ヤニス・クセナキス『オレステイア』@サントリー・ホール。

去る8月31日(金)、サントリー・ホールで行なわれておりました、サマー・フェスティバル25周年記念特別公演、ヤニス・クセナキス作、オペラ『オレステイア』を観て参りました。以下、簡単に雑感などを。

まずは基本データ。指揮は山田和樹。二日ほど前に松本でオネゲルをやったばかり、という信じがたいスケジュールです。バリトン独唱は松平敬。ちなみに、オペラとは言っても独唱はこの人だけです。打楽器ソロは池上英樹。殆どが管楽器からなる楽器群は東京シンフォニエッタが担当。基本的に合唱劇なので音楽の中心と言っても良い合唱は東京混声合唱団。児童合唱は東京少年少女合唱隊。演出と美術はスペインののパフォーマンス集団ラ・フラ・デルス・バウス(La Fura Dels Baus)。舞台監督は小栗哲家、といった陣容でした。

曲は3部構成です。アイスキュロスの『オレステイア』3部作が土台になっています。初演は紀元前458年。ここではその原作のあらましをかいつまんで。

その1「アガメムノーン」は、トロイア戦争の勝利のため娘を生け贄としたアガメムノーンが、捕虜として連れられてきたカッサンドラとともにその妻クリュタイムネーストラーに殺されるまでを描きます。

その2「供養する女達」では、アガメムノーンとクリュタイムネーストラーの間に生まれたオレステースが、その姉エーレクトラーとともに、父を殺害した母クリュタイムネーストラーとその情夫アイギストスを殺し、復讐を遂げる過程が描かれます。

あなたの課題
(A) 『オレステイア』公演の記事によると、この公演で指揮を務めたのは誰ですか？
(B) 『オレステイア』公演の記事から、「ヤニス・クセナキス『オレステイア』@サントリー・ホール。」を含む語句で始め、「讐を遂げる過程が描かれます。」の後で終わる部分を、一字も変えずに出力してください。
ここからの各行は、別の出典から取られたものです。

[名前付き対象の指示記録]
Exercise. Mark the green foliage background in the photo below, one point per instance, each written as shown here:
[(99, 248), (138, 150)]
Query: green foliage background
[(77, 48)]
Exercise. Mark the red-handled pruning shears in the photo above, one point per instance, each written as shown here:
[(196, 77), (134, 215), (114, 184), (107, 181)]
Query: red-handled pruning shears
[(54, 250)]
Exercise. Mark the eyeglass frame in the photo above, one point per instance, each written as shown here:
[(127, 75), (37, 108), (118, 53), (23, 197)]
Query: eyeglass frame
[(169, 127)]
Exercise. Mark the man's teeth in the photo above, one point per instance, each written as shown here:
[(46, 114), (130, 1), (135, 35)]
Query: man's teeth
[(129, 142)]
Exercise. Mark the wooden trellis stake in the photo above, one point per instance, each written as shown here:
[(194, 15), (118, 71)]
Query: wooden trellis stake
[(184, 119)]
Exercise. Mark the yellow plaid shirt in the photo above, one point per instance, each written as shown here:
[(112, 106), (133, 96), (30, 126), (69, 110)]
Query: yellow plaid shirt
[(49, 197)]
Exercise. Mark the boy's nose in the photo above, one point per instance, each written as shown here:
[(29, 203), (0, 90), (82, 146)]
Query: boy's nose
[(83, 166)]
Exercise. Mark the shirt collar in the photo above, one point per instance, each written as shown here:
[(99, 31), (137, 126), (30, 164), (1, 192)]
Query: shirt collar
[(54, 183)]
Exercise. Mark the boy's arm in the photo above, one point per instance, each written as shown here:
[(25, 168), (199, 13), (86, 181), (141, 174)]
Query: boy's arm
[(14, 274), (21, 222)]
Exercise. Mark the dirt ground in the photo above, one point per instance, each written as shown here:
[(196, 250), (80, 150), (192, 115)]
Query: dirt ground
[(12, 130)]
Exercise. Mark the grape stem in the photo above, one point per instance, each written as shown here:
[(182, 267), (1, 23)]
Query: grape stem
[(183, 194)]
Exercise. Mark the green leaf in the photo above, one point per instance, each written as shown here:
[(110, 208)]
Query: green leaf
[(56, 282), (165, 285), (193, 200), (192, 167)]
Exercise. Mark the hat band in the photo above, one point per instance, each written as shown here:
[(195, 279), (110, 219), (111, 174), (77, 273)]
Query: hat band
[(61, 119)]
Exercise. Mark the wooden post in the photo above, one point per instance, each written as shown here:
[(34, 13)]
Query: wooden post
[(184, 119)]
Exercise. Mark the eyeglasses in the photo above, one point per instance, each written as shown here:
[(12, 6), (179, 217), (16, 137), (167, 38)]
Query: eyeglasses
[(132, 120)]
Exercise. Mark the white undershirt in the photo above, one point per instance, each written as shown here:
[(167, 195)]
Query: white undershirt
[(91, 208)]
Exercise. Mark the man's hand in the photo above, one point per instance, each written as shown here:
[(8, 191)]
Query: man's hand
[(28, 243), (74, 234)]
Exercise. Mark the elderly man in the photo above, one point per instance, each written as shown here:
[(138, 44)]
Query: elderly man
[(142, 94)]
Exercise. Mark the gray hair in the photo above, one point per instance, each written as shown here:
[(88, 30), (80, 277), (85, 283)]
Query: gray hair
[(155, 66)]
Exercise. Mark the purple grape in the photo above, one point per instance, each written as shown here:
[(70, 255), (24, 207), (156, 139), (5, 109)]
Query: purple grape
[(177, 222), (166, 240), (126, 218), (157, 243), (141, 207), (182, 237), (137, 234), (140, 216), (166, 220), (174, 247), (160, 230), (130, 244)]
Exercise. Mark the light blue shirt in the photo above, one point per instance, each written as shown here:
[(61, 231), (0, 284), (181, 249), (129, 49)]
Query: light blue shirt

課題の解答
(A) 山田和樹です。

(B)
ヤニス・クセナキス『オレステイア』@サントリー・ホール。

去る8月31日(金)、サントリー・ホールで行なわれておりました、サマー・フェスティバル25周年記念特別公演、ヤニス・クセナキス作、オペラ『オレステイア』を観て参りました。以下、簡単に雑感などを。

まずは基本データ。指揮は山田和樹。二日ほど前に松本でオネゲルをやったばかり、という信じがたいスケジュールです。バリトン独唱は松平敬。ちなみに、オペラとは言っても独唱はこの人だけです。打楽器ソロは池上英樹。殆どが管楽器からなる楽器群は東京シンフォニエッタが担当。基本的に合唱劇なので音楽の中心と言っても良い合唱は東京混声合唱団。児童合唱は東京少年少女合唱隊。演出と美術はスペインののパフォーマンス集団ラ・フラ・デルス・バウス(La Fura Dels Baus)。舞台監督は小栗哲家、といった陣容でした。

曲は3部構成です。アイスキュロスの『オレステイア』3部作が土台になっています。初演は紀元前458年。ここではその原作のあらましをかいつまんで。

その1「アガメムノーン」は、トロイア戦争の勝利のため娘を生け贄としたアガメムノーンが、捕虜として連れられてきたカッサンドラとともにその妻クリュタイムネーストラーに殺されるまでを描きます。

その2「供養する女達」では、アガメムノーンとクリュタイムネーストラーの間に生まれたオレステースが、その姉エーレクトラーとともに、父を殺害した母クリュタイムネーストラーとその情夫アイギストスを殺し、復讐を遂げる過程が描かれます。